_Document passage_.
2023年1月28日土曜日

Learning nextflow 1: get started

The other day, I installed workflow manager, nextflow on my computer. I installed using conda package manager with bioconda channel, that was quite easy way to install nextflow on my system. 

Installation of nextflow - T.Y. Blog

There is a nice tutorial for nextflow (https://www.nextflow.io/docs/latest/index.html). In get started page, there is a simple sample script of workflow that convert a string. 

On the Nextflow scripting page, the language used as nextflow scripting language was introduced (https://www.nextflow.io/docs/latest/script.html). It is an extension of the Groovy programming language.


Back to get started page, let's take a look at tutorial script,

 tutorial.nf 


params.str = 'Hello world!'




process splitLetters {

  output:

    path 'chunk_*'


  """

  printf '${params.str}' | split -b 6 - chunk_

  """

}





process convertToUpper {

  input:

    path x

  output:

    stdout


  """

  cat $x | tr '[a-z]' '[A-Z]'

  """

}





workflow {

  splitLetters | flatten | convertToUpper | view { it.trim() }

}




At first, one string parameter was written.


params.str = 'Hello world!'



This string will be processed and finally, processed string will be printed.
Following  params.str , there are two processes in this script.

First, a process named splitLetters was shown.


process splitLetters {

  output:

    path 'chunk_*'


  """

  printf '${params.str}' | split -b 6 - chunk_

  """

}


In this process, first, the output: block was shown. In processes page (https://www.nextflow.io/docs/latest/process.html#outputs), this output: is explained,

The  output  block allows you to define the output channels of a process, similar to function outputs. A process may have at most one output block, and it must contain at least one output.

I am an absolute beginner about this language, but it seems that the description within """ """ is the prosessing conducted in this "splitLetters" process. It starts from printing the parameter, then it is piped to "split".

Next, a process named convertToUpper was shown.

_Dataset entries_.
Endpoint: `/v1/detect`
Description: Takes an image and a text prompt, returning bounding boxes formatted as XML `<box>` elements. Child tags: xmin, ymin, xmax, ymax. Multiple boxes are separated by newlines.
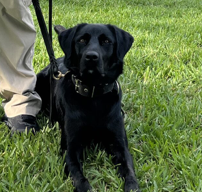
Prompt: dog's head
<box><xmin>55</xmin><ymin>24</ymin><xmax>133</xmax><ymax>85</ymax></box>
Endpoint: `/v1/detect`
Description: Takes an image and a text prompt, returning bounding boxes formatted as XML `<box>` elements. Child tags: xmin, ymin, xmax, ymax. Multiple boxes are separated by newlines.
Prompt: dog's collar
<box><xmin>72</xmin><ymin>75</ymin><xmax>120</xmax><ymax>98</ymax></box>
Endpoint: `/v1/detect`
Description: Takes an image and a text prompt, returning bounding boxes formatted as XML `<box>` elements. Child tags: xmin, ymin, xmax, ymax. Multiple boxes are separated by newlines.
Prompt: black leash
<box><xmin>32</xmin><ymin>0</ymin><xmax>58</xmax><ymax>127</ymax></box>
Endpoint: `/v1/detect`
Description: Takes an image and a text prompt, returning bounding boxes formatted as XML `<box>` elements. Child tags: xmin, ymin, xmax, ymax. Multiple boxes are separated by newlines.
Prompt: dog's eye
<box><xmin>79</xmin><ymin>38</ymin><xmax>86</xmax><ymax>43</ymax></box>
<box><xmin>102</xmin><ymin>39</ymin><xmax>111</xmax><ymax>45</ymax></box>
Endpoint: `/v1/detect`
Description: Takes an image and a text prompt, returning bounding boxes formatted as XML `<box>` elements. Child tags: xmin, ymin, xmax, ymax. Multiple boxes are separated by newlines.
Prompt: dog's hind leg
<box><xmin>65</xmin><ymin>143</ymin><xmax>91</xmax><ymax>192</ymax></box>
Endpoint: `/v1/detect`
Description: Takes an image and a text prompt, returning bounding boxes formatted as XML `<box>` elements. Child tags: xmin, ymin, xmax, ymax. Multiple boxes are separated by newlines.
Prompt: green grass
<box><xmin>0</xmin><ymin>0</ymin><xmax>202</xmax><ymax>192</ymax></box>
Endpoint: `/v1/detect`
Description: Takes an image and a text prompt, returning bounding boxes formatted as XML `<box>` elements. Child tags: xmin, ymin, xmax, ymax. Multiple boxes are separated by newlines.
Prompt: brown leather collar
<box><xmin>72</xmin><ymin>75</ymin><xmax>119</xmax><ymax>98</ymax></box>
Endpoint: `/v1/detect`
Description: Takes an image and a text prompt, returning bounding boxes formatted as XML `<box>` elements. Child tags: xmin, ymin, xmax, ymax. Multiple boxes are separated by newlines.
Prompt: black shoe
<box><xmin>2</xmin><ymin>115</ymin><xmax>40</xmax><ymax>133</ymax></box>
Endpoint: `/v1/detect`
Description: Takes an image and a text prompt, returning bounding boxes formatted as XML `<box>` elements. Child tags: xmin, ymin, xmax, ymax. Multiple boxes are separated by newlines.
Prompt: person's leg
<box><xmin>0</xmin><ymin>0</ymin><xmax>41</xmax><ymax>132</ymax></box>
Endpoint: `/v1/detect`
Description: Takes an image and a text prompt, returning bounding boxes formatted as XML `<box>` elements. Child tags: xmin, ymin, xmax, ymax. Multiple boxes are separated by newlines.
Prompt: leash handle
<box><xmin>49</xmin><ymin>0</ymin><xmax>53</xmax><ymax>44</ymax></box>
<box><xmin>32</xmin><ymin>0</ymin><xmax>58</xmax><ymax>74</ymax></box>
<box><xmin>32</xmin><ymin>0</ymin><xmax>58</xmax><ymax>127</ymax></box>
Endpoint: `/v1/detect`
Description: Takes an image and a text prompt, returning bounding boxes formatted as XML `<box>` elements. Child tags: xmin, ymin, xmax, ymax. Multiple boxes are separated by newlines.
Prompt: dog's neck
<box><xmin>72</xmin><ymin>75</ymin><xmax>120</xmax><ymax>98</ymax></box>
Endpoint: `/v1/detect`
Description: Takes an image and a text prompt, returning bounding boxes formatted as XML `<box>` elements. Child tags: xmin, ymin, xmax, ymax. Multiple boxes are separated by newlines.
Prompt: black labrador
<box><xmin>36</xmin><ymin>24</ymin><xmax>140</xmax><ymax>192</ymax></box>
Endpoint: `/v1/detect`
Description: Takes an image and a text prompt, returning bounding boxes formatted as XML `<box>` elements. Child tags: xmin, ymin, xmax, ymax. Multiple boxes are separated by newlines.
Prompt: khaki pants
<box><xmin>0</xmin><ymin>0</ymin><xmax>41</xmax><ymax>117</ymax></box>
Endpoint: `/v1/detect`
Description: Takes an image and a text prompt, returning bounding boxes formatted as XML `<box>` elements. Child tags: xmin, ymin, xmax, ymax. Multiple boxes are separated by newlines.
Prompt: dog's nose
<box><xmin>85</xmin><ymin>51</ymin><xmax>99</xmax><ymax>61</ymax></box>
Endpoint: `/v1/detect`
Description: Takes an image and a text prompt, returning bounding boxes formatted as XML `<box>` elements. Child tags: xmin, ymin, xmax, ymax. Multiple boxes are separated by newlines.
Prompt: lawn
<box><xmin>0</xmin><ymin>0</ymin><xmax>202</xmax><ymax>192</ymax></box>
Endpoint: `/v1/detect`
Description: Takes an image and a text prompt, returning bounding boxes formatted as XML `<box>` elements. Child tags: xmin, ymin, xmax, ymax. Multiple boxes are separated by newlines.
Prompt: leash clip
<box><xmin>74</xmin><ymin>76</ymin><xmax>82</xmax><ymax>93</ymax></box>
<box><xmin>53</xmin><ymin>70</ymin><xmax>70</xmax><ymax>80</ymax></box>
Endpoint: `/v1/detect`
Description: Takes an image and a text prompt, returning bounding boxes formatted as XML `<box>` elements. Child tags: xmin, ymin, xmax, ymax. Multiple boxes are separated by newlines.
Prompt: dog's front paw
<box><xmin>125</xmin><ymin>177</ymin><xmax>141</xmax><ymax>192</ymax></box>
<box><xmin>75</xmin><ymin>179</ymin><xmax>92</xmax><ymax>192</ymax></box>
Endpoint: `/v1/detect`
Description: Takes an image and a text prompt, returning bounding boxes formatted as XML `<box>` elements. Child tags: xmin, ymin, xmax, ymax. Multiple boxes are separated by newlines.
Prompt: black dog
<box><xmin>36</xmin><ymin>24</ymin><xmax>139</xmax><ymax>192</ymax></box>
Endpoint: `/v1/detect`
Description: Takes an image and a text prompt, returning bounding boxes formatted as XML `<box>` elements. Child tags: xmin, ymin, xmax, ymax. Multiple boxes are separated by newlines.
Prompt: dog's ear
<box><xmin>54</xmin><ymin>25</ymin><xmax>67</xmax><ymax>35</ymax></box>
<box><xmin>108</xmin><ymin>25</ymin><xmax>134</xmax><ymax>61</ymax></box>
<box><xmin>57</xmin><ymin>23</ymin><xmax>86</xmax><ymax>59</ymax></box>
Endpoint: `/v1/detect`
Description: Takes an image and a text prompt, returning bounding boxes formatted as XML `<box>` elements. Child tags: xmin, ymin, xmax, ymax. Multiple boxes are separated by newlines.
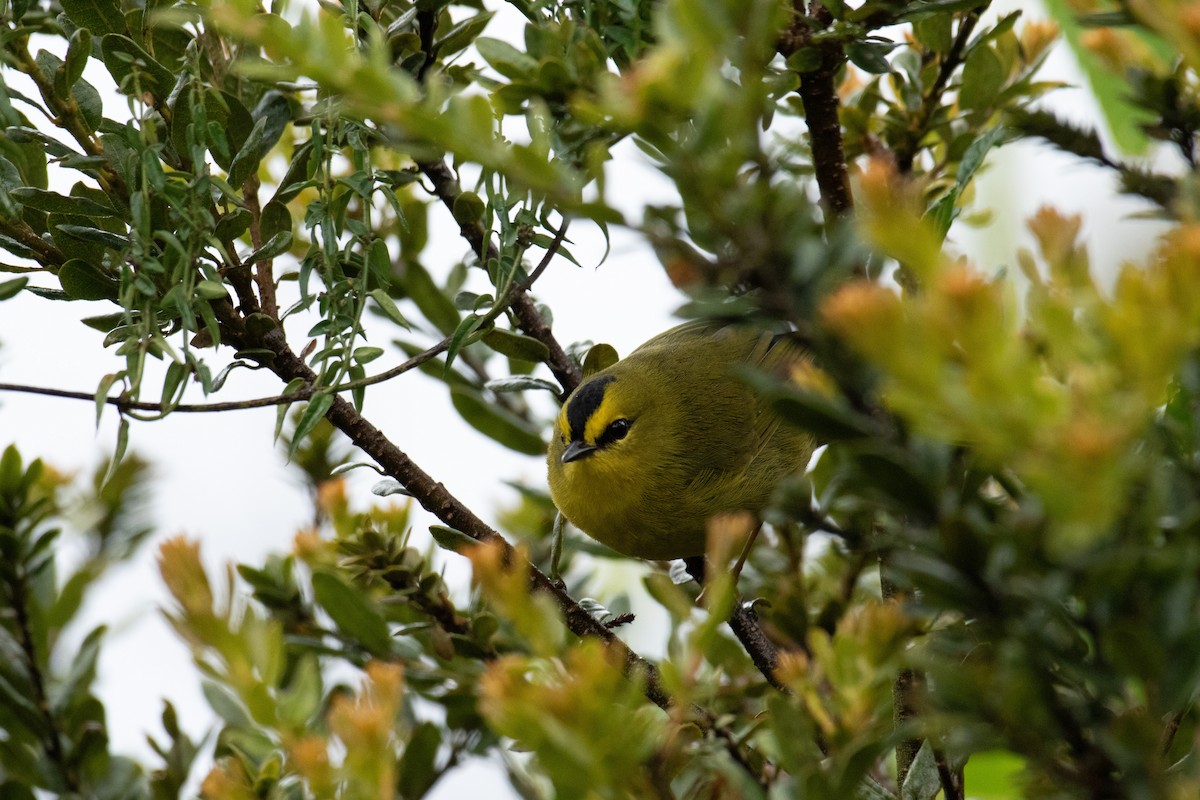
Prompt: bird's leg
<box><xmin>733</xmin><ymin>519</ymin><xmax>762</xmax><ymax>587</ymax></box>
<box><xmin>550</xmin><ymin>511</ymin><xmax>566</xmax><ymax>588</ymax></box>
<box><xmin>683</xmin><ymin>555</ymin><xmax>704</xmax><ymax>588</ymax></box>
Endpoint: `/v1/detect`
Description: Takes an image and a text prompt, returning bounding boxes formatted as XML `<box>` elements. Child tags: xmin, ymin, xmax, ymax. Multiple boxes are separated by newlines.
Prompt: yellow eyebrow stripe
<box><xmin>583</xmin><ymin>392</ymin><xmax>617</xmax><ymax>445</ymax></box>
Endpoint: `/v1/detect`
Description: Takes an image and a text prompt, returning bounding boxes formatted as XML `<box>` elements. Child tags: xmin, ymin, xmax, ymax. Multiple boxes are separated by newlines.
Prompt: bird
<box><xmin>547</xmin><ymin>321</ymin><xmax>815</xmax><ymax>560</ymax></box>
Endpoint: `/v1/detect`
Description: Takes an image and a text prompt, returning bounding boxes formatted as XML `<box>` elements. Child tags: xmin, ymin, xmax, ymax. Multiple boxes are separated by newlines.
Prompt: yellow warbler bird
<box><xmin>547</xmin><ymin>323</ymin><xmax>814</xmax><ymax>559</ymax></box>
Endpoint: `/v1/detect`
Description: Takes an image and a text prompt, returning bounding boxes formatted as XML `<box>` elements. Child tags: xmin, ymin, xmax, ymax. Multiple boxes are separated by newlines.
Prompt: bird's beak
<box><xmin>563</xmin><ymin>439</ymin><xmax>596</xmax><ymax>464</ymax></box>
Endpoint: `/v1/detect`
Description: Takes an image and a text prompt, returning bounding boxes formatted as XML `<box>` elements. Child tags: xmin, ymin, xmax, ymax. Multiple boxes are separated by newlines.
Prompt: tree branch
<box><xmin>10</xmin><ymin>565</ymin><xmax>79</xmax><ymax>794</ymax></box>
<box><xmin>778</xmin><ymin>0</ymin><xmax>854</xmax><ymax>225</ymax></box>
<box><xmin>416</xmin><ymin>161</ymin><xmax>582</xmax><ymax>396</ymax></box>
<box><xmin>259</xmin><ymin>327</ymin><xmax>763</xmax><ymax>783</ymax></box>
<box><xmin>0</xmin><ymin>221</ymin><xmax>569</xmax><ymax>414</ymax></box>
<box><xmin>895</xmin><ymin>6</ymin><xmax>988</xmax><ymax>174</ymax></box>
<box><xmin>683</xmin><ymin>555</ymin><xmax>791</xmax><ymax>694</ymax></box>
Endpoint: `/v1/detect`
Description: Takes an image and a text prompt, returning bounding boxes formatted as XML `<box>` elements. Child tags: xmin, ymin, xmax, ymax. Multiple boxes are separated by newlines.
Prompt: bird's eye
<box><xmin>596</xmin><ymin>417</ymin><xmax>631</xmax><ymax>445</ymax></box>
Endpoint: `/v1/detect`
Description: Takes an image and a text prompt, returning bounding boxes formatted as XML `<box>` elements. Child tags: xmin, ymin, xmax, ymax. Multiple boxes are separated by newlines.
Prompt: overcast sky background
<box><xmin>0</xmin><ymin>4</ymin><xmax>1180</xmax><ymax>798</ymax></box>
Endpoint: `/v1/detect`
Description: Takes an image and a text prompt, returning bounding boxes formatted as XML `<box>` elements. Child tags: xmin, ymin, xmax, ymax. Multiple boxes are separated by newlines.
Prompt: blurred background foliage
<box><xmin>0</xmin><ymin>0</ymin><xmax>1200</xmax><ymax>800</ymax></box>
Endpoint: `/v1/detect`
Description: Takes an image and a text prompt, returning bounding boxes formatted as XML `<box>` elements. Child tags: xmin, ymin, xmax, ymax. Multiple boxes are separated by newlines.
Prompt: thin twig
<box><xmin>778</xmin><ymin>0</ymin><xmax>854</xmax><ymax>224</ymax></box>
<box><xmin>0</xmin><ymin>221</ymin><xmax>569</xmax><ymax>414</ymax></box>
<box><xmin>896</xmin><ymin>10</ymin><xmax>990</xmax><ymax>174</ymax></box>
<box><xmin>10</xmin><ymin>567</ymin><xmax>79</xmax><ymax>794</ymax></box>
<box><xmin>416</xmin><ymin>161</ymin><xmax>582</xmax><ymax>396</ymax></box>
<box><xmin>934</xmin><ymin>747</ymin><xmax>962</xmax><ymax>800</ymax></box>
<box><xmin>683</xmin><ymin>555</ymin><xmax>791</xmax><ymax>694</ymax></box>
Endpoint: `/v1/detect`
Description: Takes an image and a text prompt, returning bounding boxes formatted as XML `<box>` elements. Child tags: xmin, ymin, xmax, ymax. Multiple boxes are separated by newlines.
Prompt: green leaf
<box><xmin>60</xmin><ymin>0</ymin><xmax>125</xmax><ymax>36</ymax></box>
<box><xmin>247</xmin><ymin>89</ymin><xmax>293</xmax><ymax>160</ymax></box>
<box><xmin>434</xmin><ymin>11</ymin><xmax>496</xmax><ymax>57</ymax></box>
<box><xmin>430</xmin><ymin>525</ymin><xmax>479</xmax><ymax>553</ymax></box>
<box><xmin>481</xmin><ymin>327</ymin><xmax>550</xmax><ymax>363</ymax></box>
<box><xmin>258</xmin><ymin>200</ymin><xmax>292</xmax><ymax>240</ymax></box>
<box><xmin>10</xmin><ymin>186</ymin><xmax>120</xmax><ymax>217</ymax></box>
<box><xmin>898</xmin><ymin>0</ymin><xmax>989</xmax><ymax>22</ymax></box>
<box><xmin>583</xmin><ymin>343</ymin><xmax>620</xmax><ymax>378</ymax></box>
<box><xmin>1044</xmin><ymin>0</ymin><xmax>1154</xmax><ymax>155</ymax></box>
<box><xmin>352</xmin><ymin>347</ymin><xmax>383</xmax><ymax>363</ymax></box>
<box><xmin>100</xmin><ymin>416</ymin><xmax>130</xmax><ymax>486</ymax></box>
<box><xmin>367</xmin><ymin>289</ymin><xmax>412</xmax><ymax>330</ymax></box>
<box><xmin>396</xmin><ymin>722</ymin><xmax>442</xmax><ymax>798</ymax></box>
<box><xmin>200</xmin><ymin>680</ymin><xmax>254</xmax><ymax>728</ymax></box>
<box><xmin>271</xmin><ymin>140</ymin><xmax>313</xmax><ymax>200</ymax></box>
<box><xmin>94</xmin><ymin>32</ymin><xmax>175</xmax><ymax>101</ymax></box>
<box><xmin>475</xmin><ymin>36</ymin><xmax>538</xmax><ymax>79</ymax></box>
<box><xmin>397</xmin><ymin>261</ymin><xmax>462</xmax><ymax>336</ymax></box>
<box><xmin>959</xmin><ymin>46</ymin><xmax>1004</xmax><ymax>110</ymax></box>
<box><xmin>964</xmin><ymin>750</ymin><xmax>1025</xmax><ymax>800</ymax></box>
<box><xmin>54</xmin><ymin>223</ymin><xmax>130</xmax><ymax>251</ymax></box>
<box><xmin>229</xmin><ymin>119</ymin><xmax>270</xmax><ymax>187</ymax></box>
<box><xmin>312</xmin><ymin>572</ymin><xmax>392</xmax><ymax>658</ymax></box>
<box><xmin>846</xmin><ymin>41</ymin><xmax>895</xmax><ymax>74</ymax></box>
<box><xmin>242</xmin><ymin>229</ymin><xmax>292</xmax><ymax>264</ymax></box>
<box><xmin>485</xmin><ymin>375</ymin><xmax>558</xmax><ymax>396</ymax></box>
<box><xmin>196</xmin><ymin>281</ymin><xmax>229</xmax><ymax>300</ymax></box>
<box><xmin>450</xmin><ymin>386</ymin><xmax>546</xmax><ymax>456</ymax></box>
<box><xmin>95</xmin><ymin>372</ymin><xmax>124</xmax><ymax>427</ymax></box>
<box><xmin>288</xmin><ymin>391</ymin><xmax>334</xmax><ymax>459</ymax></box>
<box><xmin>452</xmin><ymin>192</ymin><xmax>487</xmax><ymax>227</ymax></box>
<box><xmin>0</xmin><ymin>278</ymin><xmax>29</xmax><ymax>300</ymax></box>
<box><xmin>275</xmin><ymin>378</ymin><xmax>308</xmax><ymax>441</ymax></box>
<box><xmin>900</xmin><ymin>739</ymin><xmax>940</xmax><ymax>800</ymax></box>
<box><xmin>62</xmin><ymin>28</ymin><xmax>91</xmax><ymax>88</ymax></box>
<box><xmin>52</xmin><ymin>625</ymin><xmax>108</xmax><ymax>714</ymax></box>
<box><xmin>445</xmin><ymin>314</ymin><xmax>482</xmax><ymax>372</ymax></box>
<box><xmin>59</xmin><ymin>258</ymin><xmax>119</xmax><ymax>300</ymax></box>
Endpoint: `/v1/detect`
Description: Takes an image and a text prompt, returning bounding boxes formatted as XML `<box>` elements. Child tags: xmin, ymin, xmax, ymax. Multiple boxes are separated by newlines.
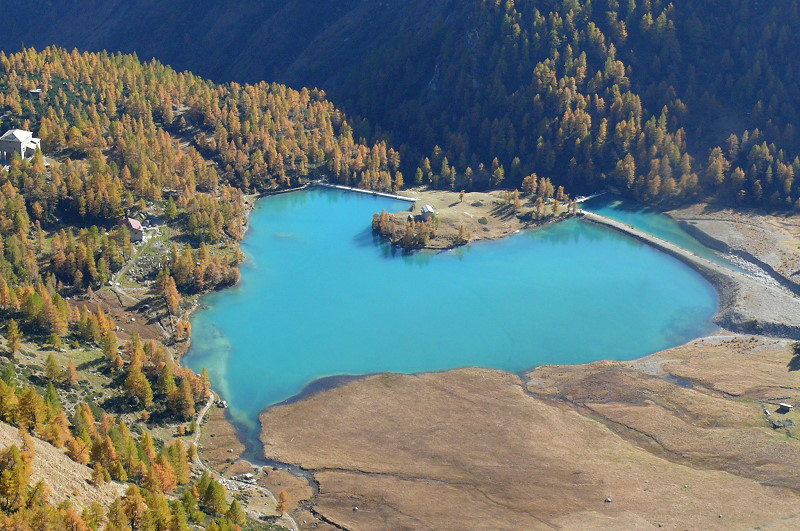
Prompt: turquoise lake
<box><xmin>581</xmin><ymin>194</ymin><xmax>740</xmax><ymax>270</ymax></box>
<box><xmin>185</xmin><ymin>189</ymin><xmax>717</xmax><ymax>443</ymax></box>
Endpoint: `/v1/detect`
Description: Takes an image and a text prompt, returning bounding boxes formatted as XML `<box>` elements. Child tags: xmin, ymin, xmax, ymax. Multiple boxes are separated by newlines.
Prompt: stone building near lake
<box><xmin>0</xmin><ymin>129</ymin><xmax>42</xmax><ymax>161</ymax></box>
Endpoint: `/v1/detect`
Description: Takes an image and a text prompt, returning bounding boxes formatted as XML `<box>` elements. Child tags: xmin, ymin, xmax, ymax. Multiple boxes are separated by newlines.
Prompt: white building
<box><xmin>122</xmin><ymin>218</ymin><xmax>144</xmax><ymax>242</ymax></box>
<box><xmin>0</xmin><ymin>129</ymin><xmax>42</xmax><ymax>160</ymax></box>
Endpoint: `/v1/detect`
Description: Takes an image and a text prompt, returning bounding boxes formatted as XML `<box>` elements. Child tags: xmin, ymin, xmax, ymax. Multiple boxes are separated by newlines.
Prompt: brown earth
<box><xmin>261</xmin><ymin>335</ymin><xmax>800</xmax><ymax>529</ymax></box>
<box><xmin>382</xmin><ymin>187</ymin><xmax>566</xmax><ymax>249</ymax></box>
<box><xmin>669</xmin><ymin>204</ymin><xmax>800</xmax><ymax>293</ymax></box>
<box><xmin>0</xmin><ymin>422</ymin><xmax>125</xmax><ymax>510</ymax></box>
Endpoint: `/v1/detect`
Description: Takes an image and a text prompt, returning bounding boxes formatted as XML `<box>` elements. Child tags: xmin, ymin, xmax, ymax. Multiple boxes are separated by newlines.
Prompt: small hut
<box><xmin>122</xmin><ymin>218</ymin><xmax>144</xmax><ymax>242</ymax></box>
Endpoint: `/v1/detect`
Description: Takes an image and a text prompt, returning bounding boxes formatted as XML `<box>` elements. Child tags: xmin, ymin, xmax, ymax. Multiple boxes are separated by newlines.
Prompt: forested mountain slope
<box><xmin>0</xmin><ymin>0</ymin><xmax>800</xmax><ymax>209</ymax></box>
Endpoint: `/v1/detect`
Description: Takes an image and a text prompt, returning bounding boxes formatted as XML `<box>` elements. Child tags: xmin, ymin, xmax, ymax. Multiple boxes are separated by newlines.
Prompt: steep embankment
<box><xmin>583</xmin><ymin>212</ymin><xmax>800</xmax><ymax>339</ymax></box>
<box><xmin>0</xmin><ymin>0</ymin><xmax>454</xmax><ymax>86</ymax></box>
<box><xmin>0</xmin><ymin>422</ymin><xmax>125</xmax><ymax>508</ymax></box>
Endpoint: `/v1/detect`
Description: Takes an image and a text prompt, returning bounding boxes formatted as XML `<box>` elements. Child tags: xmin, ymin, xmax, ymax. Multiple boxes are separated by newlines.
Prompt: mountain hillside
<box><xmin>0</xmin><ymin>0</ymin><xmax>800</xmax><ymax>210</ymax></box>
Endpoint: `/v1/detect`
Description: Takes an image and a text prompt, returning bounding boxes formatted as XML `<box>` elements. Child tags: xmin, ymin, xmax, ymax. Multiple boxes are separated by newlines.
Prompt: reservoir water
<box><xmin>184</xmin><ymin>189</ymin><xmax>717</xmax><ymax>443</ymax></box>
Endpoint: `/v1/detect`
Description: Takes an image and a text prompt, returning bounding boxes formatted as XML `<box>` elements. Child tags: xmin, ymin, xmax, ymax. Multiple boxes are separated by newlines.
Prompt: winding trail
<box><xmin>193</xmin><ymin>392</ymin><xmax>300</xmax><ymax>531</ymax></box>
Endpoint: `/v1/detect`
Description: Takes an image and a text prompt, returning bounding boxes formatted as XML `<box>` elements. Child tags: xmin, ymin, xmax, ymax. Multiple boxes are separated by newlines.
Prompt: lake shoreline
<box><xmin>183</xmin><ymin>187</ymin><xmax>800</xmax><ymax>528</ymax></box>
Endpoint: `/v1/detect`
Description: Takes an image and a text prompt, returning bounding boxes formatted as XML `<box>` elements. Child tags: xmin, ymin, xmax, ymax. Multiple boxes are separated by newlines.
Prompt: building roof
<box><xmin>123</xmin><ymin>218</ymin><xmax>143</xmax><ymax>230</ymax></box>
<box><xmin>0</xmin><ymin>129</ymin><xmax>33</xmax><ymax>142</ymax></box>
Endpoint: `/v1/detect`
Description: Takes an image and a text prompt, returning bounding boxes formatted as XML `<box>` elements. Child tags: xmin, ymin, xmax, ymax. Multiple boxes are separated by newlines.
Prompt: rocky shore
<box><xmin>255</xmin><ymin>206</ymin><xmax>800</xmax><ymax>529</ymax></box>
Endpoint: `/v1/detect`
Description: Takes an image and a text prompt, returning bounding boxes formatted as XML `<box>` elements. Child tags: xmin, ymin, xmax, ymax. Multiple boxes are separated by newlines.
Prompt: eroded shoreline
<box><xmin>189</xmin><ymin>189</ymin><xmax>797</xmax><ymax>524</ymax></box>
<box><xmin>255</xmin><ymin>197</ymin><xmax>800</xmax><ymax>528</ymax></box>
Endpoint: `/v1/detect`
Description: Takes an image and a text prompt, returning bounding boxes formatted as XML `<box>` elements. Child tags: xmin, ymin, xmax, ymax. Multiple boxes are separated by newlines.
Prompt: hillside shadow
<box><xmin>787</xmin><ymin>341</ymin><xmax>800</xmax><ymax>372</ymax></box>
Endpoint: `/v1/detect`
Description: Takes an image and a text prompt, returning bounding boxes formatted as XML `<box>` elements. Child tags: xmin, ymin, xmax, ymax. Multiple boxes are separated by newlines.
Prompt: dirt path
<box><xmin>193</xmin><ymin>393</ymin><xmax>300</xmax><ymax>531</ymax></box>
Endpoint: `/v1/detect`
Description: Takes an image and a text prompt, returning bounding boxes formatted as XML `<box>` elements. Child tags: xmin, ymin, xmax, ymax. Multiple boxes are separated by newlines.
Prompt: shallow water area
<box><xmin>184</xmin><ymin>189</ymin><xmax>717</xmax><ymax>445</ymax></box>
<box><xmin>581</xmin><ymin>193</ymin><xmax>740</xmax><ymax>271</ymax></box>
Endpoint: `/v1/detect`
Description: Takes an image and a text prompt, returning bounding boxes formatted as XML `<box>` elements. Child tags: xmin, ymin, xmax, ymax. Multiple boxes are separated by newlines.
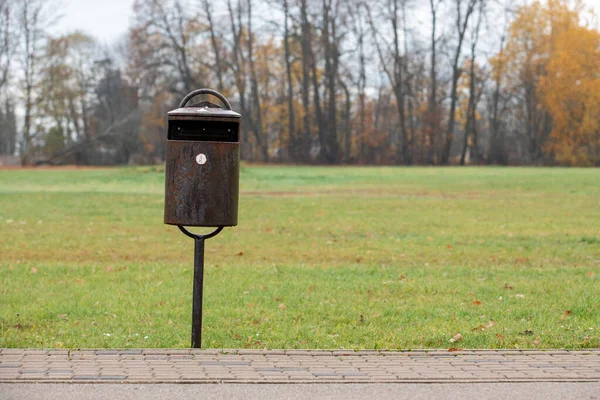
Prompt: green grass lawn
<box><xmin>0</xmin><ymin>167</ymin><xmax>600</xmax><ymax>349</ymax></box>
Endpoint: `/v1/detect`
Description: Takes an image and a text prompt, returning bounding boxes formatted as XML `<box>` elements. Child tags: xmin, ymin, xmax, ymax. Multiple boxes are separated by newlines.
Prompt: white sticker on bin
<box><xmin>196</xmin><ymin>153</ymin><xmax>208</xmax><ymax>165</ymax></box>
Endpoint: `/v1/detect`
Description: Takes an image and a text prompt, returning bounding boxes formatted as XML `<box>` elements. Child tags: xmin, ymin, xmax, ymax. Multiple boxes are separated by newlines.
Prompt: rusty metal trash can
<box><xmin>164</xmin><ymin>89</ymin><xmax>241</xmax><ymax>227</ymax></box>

_Requirement_.
Can you condense the paragraph of the nextflow blog post that begins "The other day, I installed" into one sentence that keeps its main facts?

_Task response_.
I installed the workflow manager nextflow on my computer with the conda package manager and the bioconda channel, which made installation quite easy.